The full set of entries has to be output exactly.

Material provided section start

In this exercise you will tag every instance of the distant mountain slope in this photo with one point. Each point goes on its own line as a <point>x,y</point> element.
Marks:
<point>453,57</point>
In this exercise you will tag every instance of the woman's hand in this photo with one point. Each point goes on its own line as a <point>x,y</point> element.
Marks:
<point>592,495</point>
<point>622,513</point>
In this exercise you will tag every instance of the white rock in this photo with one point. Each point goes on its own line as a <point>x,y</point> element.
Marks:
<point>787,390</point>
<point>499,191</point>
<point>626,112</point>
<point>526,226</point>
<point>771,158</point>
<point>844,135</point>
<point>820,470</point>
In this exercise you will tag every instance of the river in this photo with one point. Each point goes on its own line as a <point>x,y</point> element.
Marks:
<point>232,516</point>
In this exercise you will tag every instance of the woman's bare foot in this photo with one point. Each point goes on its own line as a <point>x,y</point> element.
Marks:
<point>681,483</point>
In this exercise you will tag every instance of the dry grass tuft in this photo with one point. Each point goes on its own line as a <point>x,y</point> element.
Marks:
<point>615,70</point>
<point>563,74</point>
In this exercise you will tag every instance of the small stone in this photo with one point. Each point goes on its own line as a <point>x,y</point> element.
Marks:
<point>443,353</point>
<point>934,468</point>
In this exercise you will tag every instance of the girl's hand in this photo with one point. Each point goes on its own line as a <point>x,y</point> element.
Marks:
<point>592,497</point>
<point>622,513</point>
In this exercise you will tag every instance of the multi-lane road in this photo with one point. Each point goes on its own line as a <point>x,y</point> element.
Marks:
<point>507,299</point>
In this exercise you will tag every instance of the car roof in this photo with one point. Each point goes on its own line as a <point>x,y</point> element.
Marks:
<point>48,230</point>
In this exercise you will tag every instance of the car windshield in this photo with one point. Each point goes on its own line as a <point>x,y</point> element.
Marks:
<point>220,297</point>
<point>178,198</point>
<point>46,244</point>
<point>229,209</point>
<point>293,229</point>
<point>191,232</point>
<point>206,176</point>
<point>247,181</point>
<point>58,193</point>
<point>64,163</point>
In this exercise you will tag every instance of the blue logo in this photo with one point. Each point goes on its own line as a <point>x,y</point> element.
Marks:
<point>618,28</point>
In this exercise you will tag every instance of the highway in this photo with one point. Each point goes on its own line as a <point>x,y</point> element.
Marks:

Material provided section end

* [Task result]:
In this exercise you will tag every instance of the distant mountain slope in this photo with one point. Each point goes on its own line as a <point>x,y</point> element.
Marks:
<point>453,57</point>
In this exercise you will tag every instance of the woman's hand in this photo with one point. Each point goes on its own line as a <point>x,y</point> element.
Marks:
<point>592,495</point>
<point>622,513</point>
In this exercise you will tag every instance of the white rock in this photo with one point. Each point goes on its own line as a <point>x,y</point> element.
Marks:
<point>787,390</point>
<point>499,191</point>
<point>626,112</point>
<point>526,226</point>
<point>771,158</point>
<point>844,135</point>
<point>820,470</point>
In this exercise you will tag every instance of the river in this photo with one point. Each point goes on its own line as a <point>x,y</point> element.
Marks:
<point>232,516</point>
In this exercise you will tag every instance of the woman's bare foot in this photo with one point. Each point goes on its own line as a <point>x,y</point> element.
Marks:
<point>681,483</point>
In this exercise you will tag every instance of the dry grass tuft in this photo with one point. Each point goes on its own line as a <point>x,y</point> element.
Marks:
<point>615,70</point>
<point>563,74</point>
In this exercise you will tag every instance of the small stone in this photo with one point. Each point goes on its own line as a <point>x,y</point> element.
Marks:
<point>443,353</point>
<point>934,468</point>
In this exercise you will tag every instance of the girl's hand in this photo with one point. Each point goes on its own line as a <point>x,y</point> element.
Marks:
<point>592,497</point>
<point>622,513</point>
In this exercise you will tag every instance of the multi-lane road in this photo with one point. Each point goes on its own line as a <point>x,y</point> element.
Marks:
<point>507,299</point>
In this exercise you will tag every instance of the car roof in this photo with one point. Each point goes on its own line as a <point>x,y</point> element.
Marks:
<point>48,230</point>
In this exercise you will tag every instance of the car windshield in this photo with one point. Each point goes on its own line as a <point>x,y</point> element.
Marks:
<point>220,297</point>
<point>178,198</point>
<point>46,244</point>
<point>229,209</point>
<point>293,229</point>
<point>191,232</point>
<point>206,176</point>
<point>247,181</point>
<point>58,193</point>
<point>64,163</point>
In this exercise you will tag every instance of the blue logo in this photo with one point. Each point goes on its own line as a <point>x,y</point> element.
Marks:
<point>618,28</point>
In this exercise you will tag every instance of the highway in this photo with one point. Each point goes on its own line as a <point>x,y</point> element.
Marks:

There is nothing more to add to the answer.